- TASK OBJECTIVE:
Apart from the images, repeat the data below exactly as written.

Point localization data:
- - -

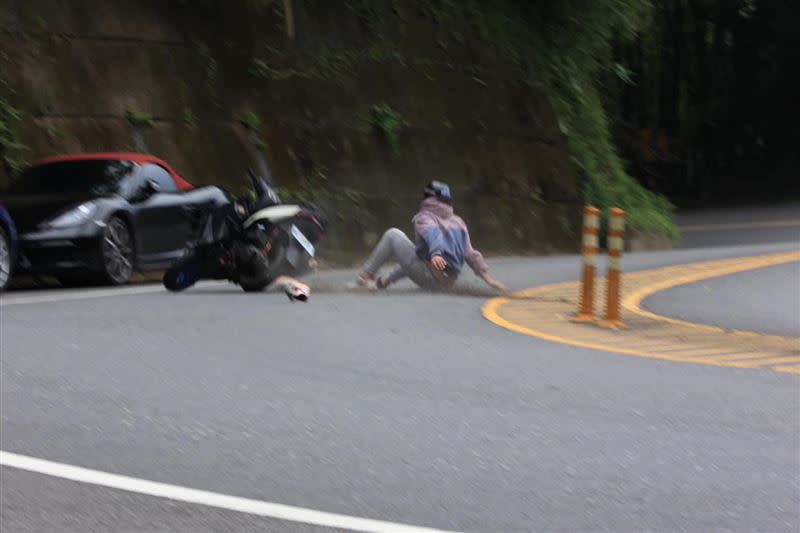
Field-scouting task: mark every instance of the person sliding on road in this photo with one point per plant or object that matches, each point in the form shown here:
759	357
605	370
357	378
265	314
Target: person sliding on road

- - -

- WRITTEN ANSWER:
Field-scouting task: mark every instance of the person sliding on road in this photo with one point per plant or object that matches, each point in the form shown here:
759	357
605	370
357	378
265	314
Target: person sliding on road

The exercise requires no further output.